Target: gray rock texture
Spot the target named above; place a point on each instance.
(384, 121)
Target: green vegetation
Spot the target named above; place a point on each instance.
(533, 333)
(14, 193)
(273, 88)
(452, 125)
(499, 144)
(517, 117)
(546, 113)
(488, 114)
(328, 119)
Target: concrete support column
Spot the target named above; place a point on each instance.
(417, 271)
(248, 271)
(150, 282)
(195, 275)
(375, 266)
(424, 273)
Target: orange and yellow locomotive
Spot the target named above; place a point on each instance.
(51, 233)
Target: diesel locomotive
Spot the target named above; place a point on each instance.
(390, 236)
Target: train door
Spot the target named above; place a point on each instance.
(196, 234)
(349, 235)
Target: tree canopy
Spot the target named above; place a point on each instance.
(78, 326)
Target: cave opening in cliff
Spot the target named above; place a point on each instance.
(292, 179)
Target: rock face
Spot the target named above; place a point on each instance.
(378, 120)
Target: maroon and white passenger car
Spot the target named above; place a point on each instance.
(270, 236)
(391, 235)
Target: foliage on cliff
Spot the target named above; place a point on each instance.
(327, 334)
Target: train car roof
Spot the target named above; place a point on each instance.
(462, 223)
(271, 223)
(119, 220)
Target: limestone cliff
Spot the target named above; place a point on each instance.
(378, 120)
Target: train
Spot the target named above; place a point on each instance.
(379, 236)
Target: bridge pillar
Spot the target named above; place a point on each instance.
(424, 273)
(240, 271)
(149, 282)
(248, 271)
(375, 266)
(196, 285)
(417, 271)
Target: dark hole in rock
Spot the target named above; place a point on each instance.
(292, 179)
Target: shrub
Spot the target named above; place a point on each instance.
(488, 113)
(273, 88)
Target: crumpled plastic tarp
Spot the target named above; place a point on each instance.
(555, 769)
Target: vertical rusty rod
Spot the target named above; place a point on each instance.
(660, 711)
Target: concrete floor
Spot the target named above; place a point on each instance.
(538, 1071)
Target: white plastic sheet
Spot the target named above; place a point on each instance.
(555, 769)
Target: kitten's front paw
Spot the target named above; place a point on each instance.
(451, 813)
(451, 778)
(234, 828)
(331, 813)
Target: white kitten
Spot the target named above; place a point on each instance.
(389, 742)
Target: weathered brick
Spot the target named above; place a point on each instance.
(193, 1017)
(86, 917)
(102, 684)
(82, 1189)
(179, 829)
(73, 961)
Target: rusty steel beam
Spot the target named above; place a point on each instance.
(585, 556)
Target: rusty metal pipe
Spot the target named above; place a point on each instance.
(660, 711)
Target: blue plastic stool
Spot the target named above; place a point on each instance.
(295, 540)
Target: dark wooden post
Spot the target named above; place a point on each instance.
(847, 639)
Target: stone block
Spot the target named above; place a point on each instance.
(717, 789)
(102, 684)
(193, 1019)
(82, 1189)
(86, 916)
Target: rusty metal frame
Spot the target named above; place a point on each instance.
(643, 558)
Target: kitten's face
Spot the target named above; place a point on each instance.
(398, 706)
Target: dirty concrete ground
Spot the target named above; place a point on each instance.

------

**Work to complete**
Your task is to repeat each line of the material exactly.

**Right answer**
Target: gray rock texture
Spot the target named above; place a point on each instance.
(384, 121)
Target: green vegetation
Spot the target named above; place a point on each instance.
(533, 333)
(14, 193)
(273, 88)
(452, 125)
(499, 144)
(517, 117)
(546, 113)
(488, 114)
(328, 119)
Target: concrete support column
Spot the target named above; place a point on each instance.
(417, 271)
(248, 271)
(150, 282)
(195, 275)
(375, 266)
(424, 273)
Target: orange and yellow locomotive
Spot the target named above; place a point on each instance.
(51, 233)
Target: diesel locomotive
Spot the target named above; place a point on each instance.
(390, 236)
Target: train door
Spot the target named above; place a point on each instance.
(196, 234)
(349, 235)
Target: tree canopy
Spot the target named above; place a point on each instance.
(78, 326)
Target: cave opening in cliff
Spot the target named above; place a point on each instance.
(292, 179)
Target: rock face
Spot the target named above; place a point on each instance.
(378, 120)
Target: maroon and white passenger car
Spot the target named above; place a point on each instance.
(270, 236)
(391, 235)
Target: foliage on cliff
Spot the target named above; place a point on each instance.
(327, 334)
Target: train car roof
Spot the target named above; place a point on each instance.
(462, 223)
(271, 223)
(119, 220)
Target: limestone cliff
Spot the target named above; place a point on each instance.
(378, 120)
Target: train
Spot the target named above; place a point on each instance.
(379, 236)
Target: bridge pillar
Spot the target named above; place a point on each instance.
(424, 273)
(240, 271)
(149, 282)
(248, 271)
(375, 266)
(196, 285)
(417, 271)
Target: dark hole in rock
Spot the target named above; place a point on each instance.
(292, 179)
Target: shrub
Spot the target named above; place a point on each instance.
(488, 113)
(273, 88)
Target: crumpled plastic tarp
Spot the target named above; place a point on each instance.
(555, 769)
Target: vertical rusty rod
Spot the target named above; place a point on each instance.
(660, 711)
Target: concrete floor
Spot the target named above; place a point on each instance.
(538, 1071)
Target: white plastic sheet
Spot the target named above; place a point on each instance.
(555, 769)
Target: kitten's front paw
Spot the target named above; place a point on each instance.
(451, 813)
(451, 778)
(234, 828)
(331, 813)
Target: white kitten
Spot the target named above; place a point on each instance.
(389, 742)
Target: weathered brick
Spot the target named above; place a point on each instance.
(193, 1017)
(86, 917)
(102, 684)
(82, 1189)
(179, 829)
(73, 961)
Target: rusty steel beam
Spot the target named above; place a point on each instance.
(585, 556)
Target: rusty metal pipe
Spot the target named above; place a point on each instance.
(660, 711)
Target: blue plastic stool
Spot the target named above; place a point on each instance.
(295, 540)
Target: dark wooden post
Spot the target named above; place a point on each instance.
(847, 639)
Target: stone block
Spot the target named above; place a point on each instance.
(717, 789)
(102, 684)
(193, 1019)
(82, 1189)
(86, 916)
Target: rusty metal frame
Spot the target named above; place a point on each instance.
(643, 558)
Target: kitten's face
Spot the target named above; place a point on each instance.
(398, 706)
Target: dirty concrete ground
Spot the target named above; place a point on each instance.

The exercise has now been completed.